- **Goal**: Rewrite each of the entries below with "judicial bench" swapped for "witness stand" and every other part left unchanged.

============

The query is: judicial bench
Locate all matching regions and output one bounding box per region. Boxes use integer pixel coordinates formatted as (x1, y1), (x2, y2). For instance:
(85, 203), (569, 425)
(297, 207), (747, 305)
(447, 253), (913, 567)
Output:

============

- **Full answer**:
The query is: witness stand
Locate all matching regions and output one bounding box per region. Boxes use integer pixel coordinates formatted as (x1, y1), (x2, y2). For instance:
(85, 203), (569, 425)
(297, 207), (747, 305)
(447, 253), (913, 567)
Output:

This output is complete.